Work required
Pick out every line below that contains the string "helmet", treating uppercase and lowercase as different, and copy each of those lines.

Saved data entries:
+ + + + +

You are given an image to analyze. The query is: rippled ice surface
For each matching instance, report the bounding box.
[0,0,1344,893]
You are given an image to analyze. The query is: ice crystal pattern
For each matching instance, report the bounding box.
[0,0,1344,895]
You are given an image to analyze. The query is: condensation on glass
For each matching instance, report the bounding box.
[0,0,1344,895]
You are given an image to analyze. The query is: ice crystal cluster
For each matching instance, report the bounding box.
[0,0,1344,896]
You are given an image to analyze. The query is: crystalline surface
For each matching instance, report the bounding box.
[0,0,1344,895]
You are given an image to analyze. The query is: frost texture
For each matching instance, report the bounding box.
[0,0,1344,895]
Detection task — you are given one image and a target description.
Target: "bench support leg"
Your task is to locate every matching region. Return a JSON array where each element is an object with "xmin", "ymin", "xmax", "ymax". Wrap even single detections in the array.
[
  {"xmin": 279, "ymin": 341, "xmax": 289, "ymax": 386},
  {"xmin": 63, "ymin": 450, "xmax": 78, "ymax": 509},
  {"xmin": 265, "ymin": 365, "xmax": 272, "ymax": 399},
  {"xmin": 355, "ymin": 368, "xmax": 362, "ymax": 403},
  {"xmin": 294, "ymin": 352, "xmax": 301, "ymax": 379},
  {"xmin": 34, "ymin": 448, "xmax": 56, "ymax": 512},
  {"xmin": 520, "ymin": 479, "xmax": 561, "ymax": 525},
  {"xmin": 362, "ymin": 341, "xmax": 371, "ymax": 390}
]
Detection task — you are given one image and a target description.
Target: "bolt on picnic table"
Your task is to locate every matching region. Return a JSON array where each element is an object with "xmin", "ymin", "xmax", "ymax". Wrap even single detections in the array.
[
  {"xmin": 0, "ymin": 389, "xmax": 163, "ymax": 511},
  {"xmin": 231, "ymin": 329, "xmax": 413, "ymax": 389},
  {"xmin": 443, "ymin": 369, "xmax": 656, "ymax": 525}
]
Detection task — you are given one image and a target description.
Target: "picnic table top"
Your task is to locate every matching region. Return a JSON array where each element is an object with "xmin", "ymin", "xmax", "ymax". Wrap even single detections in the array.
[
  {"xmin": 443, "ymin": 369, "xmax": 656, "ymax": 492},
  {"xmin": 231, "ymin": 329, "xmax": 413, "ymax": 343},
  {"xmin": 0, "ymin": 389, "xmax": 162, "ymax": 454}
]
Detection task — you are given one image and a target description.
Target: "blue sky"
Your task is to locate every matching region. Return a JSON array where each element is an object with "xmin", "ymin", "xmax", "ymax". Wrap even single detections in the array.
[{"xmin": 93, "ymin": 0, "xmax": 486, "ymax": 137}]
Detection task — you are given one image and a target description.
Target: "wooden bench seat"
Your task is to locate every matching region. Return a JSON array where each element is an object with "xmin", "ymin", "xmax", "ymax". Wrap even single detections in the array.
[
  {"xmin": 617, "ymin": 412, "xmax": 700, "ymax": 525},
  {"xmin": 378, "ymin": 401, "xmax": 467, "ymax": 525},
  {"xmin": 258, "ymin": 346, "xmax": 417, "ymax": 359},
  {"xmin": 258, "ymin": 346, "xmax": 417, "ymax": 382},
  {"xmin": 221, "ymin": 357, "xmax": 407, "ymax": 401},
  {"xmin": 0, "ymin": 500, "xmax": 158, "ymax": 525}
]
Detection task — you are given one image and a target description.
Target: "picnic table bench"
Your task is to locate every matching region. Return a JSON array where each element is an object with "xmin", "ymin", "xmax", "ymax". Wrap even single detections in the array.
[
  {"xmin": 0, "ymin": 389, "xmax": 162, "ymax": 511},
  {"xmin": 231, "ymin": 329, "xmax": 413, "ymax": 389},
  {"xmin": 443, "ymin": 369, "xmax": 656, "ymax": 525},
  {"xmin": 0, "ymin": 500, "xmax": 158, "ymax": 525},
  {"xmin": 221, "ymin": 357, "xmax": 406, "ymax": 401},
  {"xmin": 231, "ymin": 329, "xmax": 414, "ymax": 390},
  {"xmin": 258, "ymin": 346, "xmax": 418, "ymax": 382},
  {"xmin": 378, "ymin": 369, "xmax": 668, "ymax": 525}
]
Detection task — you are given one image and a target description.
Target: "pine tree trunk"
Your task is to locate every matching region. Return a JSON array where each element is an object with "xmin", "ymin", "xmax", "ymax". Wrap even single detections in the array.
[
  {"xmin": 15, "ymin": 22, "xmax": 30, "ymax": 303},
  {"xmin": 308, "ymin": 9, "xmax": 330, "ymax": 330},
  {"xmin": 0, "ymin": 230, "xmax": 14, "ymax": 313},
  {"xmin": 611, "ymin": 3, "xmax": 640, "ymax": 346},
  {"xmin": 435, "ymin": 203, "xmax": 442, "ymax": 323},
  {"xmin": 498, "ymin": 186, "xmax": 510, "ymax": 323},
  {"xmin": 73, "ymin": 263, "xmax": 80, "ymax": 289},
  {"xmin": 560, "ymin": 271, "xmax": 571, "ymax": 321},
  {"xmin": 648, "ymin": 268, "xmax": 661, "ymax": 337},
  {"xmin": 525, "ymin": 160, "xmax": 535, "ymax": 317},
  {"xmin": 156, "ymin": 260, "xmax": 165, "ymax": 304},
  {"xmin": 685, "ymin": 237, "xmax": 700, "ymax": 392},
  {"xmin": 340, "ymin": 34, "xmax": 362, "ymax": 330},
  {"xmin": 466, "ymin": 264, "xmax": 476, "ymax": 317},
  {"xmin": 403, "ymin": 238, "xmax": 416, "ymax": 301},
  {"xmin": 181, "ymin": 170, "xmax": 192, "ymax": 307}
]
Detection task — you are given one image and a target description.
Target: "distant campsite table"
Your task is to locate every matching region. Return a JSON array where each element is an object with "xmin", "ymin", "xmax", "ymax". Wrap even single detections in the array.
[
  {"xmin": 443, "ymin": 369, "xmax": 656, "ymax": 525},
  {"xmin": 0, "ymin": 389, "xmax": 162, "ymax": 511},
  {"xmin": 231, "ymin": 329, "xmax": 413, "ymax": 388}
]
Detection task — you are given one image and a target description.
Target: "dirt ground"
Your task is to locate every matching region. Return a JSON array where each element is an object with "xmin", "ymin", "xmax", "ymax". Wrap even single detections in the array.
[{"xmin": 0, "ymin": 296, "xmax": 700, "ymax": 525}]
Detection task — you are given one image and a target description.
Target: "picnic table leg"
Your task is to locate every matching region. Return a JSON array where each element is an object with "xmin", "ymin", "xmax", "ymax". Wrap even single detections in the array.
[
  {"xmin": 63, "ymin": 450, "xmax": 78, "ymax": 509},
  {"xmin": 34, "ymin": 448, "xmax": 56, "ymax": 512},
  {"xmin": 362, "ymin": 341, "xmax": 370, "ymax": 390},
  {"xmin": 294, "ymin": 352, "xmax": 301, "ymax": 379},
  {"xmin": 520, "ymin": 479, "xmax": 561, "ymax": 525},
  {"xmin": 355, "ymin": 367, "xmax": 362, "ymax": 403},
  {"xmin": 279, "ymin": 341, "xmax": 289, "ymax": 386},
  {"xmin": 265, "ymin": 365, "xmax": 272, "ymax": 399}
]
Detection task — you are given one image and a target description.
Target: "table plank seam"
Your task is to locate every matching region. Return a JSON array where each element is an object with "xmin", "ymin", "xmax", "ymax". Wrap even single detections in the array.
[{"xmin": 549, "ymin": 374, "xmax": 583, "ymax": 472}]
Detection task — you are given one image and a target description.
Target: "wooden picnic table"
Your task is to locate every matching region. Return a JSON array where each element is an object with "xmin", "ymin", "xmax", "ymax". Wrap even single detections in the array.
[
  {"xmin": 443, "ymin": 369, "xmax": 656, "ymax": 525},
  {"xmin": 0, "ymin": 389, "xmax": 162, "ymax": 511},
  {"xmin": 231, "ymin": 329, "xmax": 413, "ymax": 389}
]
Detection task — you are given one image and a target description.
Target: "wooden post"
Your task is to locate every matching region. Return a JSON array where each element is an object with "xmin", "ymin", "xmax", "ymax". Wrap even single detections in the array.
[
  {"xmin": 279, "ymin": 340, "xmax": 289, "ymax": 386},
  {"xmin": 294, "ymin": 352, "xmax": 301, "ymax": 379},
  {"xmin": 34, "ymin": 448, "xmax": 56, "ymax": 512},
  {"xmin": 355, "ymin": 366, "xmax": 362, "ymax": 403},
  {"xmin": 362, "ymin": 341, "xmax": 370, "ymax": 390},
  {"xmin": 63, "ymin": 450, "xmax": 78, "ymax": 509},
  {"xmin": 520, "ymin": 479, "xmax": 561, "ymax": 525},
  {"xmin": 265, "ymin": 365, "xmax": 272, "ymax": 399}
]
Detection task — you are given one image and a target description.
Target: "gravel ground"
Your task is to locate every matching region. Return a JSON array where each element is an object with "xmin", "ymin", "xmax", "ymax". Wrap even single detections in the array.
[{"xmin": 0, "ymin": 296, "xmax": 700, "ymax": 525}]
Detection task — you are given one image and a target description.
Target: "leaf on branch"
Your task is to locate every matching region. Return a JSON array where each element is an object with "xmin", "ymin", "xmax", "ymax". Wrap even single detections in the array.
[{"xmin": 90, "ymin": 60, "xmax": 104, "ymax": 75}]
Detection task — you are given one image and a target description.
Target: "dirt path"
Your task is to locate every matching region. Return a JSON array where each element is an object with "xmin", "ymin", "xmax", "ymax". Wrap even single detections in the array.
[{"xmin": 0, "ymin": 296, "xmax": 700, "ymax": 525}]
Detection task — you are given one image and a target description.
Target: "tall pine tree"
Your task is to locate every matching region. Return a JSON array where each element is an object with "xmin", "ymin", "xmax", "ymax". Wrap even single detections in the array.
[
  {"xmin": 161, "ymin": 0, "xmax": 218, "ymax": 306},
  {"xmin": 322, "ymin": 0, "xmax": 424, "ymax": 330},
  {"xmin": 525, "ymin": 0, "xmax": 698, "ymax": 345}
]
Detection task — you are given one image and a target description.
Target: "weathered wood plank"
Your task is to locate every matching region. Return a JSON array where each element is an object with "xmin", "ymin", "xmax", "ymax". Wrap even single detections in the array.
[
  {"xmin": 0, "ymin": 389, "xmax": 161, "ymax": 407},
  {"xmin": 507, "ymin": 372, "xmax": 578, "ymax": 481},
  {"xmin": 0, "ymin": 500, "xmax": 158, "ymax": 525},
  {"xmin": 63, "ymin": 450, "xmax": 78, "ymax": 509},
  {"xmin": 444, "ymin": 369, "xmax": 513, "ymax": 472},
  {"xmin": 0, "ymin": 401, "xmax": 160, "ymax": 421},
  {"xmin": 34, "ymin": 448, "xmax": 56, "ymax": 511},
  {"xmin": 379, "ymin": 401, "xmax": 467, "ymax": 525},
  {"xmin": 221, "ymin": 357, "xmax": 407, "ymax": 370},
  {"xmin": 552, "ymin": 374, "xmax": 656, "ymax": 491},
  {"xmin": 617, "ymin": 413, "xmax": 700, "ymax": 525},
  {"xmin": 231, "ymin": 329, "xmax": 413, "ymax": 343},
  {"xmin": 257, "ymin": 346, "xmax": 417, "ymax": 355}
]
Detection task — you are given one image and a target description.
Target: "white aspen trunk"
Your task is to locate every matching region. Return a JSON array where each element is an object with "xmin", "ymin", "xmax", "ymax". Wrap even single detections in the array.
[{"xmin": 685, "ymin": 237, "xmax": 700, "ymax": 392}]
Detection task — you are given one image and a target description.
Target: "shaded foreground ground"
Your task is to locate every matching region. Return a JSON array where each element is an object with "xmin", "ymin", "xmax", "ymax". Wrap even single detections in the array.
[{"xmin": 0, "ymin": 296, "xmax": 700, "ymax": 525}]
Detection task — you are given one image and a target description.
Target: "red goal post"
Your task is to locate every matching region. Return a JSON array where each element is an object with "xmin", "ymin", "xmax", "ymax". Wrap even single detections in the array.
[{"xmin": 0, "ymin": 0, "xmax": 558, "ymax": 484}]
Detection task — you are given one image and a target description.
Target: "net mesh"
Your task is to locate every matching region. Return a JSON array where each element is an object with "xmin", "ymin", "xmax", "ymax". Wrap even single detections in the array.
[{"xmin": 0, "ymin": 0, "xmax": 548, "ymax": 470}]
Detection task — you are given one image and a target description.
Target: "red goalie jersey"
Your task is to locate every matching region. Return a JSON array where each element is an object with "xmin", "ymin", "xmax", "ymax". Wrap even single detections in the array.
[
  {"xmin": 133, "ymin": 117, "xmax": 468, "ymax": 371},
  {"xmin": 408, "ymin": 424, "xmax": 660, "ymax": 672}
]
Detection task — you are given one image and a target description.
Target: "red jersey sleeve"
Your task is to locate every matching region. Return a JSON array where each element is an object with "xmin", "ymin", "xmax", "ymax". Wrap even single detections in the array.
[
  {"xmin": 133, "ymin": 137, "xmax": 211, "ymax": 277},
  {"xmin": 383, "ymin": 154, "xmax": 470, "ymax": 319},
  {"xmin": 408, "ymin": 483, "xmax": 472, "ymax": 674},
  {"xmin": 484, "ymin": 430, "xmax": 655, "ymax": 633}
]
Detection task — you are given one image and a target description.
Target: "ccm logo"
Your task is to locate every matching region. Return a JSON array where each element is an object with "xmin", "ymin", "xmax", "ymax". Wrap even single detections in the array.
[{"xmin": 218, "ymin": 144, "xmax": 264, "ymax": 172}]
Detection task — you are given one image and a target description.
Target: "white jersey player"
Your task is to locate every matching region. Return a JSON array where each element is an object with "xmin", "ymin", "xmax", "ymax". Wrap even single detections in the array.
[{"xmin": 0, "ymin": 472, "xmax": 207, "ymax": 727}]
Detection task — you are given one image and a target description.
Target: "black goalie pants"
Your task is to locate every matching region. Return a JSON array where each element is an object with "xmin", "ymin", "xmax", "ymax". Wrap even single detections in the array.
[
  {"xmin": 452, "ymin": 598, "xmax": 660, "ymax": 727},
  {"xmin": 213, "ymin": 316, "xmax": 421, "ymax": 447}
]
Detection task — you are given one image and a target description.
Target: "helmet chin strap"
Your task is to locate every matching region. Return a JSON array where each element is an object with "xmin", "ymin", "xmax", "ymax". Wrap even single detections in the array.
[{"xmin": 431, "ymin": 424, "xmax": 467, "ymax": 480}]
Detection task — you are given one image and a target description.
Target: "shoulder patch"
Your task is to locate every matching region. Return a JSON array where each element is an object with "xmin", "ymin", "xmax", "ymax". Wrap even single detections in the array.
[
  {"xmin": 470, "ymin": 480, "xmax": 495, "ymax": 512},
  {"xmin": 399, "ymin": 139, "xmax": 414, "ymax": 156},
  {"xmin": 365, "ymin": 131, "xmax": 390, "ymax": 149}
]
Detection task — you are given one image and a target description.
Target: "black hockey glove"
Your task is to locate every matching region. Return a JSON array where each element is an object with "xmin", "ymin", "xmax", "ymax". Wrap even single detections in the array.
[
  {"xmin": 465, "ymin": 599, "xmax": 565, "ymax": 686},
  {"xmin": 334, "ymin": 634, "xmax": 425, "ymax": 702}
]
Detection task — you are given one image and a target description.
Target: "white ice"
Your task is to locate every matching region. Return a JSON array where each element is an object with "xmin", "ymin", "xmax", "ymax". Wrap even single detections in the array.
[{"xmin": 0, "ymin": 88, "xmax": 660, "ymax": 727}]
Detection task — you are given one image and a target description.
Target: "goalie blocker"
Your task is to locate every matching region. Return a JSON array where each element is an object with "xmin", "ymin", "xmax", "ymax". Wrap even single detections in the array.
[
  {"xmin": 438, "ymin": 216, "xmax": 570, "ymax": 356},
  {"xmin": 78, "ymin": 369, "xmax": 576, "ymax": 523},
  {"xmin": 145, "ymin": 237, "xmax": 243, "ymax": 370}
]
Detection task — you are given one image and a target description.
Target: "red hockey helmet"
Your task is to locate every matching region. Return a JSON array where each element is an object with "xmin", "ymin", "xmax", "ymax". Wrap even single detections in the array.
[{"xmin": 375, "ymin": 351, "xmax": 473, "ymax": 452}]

+ + + + +

Correct output
Target: "helmet chin strap"
Target: "red hockey helmet"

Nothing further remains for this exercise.